◆ **Text**
◇ ◇ ◇ ◇

Onchain attestations based on offchain computation provide an open, scalable paradigm for medicine which respects anonymity and privacy. Through the magic of MPC, we use confidential computing to operate on occluded user data on the Cloud while, using ZK we use verifiable computing to run more substantial computations on raw data on the users’ own devices.
The name Monadic DNA references the way monads in functional programming allow external inputs to be encased in a protective way and still allow a series of computations to be performed on them. Our project protects genomic data using encryption and still allows beneficial computations to be performed on them.
SnipperBot is a reference to single nucleotide polymorphisms or SNPs (pronounced "snips"), the subjects of the datasets we process.
mtDog is a reference to mitochondrial DNA or mtDNA and a good friend of ours to whom we want to send good vibes with our hard work. :)
The project uses actual dumps of genetic data from 23andMe. Other providers’ file formats can also be easily supported. These files don’t contain the whole genetic sequence (which would be absolutely gigantic) but rather contain information about half a million single nucleotide polymorphisms (SNPs), e.g. rs6025, and their genotypes, e.g. AA, AG, GG, etc. Based on the SNP / genotype pairs we store, we are able to make deductions about health and ancestry traits of users, the same way that 23andMe and other services do.

◇ ◇ ◇ ◇

◆ **Extracted information**
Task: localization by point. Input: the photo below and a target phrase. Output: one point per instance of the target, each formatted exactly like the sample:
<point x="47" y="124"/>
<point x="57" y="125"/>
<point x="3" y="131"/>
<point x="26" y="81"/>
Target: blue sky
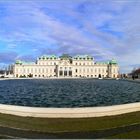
<point x="105" y="29"/>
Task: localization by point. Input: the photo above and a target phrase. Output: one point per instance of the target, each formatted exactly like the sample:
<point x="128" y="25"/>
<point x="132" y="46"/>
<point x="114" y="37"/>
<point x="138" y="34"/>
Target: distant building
<point x="66" y="66"/>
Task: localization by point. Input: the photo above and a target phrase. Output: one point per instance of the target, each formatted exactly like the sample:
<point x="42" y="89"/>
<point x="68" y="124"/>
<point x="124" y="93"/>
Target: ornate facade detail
<point x="66" y="66"/>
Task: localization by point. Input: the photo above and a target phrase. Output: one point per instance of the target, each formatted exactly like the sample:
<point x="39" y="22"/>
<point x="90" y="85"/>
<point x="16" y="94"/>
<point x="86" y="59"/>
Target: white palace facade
<point x="66" y="66"/>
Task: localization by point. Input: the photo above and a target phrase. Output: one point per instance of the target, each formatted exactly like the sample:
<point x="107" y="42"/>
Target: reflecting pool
<point x="68" y="92"/>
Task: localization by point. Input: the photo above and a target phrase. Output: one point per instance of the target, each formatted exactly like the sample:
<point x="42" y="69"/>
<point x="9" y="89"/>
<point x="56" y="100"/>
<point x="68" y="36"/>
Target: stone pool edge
<point x="83" y="112"/>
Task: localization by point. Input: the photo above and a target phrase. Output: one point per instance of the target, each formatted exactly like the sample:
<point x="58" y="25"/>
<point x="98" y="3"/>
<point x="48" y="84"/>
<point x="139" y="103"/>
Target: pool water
<point x="68" y="92"/>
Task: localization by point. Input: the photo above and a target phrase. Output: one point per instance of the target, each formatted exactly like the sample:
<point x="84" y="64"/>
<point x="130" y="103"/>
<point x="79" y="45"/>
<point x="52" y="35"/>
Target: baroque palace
<point x="66" y="66"/>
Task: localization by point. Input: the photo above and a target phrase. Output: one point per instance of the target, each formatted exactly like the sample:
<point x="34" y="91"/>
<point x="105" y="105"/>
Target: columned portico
<point x="66" y="66"/>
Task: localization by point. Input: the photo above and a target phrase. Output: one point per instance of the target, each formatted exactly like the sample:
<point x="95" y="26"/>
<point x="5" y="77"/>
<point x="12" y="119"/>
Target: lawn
<point x="62" y="125"/>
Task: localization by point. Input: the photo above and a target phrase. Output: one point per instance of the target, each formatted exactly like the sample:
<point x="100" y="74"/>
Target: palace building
<point x="66" y="66"/>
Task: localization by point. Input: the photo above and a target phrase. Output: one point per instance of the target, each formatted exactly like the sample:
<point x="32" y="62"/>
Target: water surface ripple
<point x="68" y="92"/>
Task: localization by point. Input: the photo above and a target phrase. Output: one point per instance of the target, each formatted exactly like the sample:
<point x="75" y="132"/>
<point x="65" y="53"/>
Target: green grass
<point x="64" y="125"/>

◇ ◇ ◇ ◇

◆ **Instructions to follow**
Please write out the Monadic DNA text from "SnipperBot is a" to "hard work. :)", word for word.

◆ **Written response**
SnipperBot is a reference to single nucleotide polymorphisms or SNPs (pronounced "snips"), the subjects of the datasets we process.
mtDog is a reference to mitochondrial DNA or mtDNA and a good friend of ours to whom we want to send good vibes with our hard work. :)